Data records:
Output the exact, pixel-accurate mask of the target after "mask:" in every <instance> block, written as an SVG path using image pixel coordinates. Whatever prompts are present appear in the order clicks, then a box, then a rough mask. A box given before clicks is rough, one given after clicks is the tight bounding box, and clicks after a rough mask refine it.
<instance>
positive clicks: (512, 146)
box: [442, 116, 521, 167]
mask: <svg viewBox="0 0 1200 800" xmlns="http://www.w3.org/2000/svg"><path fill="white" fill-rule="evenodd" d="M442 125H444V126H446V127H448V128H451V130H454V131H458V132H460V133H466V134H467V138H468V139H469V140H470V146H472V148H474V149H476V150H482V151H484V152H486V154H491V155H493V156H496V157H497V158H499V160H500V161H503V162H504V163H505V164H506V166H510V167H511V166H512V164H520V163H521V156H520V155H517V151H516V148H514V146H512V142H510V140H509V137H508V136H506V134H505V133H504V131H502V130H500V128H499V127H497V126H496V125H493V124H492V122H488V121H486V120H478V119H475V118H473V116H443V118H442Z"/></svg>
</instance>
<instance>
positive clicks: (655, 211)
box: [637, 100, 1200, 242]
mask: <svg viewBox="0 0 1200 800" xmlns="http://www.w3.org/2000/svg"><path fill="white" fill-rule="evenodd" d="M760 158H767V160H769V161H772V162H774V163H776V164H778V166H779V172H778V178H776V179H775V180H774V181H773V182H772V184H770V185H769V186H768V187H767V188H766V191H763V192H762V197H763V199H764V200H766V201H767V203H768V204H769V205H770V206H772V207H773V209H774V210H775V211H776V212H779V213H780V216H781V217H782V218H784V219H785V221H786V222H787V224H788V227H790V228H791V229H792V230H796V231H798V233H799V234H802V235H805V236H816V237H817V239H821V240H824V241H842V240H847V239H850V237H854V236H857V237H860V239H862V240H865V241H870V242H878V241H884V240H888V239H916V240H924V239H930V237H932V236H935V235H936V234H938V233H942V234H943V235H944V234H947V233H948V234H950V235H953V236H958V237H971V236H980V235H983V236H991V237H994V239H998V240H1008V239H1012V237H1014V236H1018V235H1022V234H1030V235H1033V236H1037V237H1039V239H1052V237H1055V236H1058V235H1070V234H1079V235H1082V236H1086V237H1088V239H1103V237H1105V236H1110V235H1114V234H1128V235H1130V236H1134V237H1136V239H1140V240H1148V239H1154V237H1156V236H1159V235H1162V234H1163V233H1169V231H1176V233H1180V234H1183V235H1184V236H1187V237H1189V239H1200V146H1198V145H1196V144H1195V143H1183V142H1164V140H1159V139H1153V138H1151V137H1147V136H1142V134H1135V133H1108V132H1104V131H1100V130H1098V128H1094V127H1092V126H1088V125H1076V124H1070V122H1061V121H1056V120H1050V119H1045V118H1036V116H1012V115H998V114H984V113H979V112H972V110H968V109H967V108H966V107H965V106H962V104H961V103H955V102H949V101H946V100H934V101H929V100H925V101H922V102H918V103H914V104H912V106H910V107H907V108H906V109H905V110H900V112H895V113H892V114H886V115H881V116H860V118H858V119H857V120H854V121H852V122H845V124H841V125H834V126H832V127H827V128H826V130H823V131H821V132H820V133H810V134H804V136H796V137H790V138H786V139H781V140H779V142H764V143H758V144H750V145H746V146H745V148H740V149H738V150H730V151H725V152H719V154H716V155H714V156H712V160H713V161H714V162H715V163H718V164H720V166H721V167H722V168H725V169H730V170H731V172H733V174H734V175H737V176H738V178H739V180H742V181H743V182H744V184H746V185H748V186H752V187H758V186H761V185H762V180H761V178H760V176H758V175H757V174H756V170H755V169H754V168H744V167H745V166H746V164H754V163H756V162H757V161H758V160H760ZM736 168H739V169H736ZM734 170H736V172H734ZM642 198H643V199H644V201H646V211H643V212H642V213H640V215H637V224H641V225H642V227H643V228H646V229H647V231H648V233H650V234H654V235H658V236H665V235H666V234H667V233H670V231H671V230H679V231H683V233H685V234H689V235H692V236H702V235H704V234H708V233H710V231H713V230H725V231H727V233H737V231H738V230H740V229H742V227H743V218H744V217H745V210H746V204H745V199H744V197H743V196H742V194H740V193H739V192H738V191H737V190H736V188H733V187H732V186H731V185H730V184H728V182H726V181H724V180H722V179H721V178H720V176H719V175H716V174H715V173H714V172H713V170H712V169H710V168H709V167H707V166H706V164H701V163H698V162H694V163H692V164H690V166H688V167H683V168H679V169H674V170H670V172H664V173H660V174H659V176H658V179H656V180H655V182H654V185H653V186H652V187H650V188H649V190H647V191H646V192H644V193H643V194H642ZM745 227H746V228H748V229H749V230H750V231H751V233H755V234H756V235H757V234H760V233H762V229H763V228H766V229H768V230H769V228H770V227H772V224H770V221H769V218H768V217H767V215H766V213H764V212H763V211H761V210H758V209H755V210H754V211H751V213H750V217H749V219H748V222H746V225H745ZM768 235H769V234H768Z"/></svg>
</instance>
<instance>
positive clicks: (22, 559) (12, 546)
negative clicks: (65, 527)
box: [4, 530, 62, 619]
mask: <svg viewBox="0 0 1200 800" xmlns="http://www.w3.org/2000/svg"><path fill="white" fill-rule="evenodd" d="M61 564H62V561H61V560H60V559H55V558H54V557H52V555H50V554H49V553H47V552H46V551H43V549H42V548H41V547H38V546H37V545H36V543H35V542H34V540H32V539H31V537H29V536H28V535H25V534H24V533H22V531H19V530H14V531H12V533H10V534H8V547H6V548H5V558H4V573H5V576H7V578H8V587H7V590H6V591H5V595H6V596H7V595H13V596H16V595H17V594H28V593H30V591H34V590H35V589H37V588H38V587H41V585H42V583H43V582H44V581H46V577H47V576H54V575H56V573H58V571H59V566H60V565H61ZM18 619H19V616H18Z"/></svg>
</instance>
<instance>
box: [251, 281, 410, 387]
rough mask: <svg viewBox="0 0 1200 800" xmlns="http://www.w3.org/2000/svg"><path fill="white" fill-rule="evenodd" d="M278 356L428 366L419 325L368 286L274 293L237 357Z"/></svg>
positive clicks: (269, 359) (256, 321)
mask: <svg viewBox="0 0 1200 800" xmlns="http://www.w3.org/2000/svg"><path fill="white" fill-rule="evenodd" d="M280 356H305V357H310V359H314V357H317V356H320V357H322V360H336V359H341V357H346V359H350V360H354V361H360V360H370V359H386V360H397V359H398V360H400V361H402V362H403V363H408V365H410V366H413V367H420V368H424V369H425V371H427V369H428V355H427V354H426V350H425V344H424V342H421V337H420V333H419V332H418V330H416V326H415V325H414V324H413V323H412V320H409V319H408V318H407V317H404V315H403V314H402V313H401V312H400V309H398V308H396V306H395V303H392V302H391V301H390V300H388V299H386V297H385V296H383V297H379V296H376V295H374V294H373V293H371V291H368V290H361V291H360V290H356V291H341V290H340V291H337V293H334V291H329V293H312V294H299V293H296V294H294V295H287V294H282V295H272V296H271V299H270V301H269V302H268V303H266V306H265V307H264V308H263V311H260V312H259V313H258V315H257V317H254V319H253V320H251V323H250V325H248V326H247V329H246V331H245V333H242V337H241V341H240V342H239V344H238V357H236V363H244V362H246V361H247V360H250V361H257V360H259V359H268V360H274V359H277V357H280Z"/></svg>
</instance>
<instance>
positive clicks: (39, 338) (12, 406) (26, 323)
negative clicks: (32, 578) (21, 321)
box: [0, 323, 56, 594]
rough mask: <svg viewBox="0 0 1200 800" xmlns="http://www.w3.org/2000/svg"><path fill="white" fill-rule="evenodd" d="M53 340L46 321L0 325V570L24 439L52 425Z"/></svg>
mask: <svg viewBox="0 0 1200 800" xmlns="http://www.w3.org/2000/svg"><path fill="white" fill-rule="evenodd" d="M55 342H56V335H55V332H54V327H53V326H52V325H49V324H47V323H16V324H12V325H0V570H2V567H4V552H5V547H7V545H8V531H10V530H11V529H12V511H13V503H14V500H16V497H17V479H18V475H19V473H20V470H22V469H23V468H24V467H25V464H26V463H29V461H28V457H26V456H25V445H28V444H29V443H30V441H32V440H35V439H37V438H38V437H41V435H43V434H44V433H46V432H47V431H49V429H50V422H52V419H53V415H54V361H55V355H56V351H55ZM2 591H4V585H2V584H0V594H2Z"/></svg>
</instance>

Exercise prompt: Reproducing the whole listing above is not the task. Copy exactly only the lines from the one with "positive clicks: (512, 146)" to the one with "positive clicks: (655, 211)", both kept.

Answer section:
positive clicks: (512, 146)
box: [442, 116, 521, 167]
mask: <svg viewBox="0 0 1200 800" xmlns="http://www.w3.org/2000/svg"><path fill="white" fill-rule="evenodd" d="M442 125H444V126H446V127H448V128H451V130H454V131H458V132H460V133H466V134H467V138H468V139H469V140H470V146H472V148H474V149H476V150H482V151H484V152H486V154H491V155H493V156H496V157H497V158H499V160H500V161H503V162H504V163H505V164H506V166H510V167H511V166H512V164H520V163H521V156H520V155H517V151H516V148H514V146H512V142H510V140H509V137H508V136H506V134H505V133H504V131H502V130H500V128H499V127H497V126H496V125H493V124H492V122H488V121H486V120H478V119H475V118H473V116H443V118H442Z"/></svg>
</instance>
<instance>
positive clicks: (655, 211)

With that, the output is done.